_GIVEN REQUEST_
Write out all the rows below again, requests included, and add -112 to each coordinate in the answers. Leave the numbers inside the requests as they are.

_RAW RECORDS_
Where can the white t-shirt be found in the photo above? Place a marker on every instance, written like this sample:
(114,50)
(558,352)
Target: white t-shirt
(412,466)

_RESPONSE FOR THIS EXERCISE_
Where can the white t-shirt be found in the photo above? Place a marker on every instance, written like this sample:
(114,50)
(558,352)
Target: white t-shirt
(300,354)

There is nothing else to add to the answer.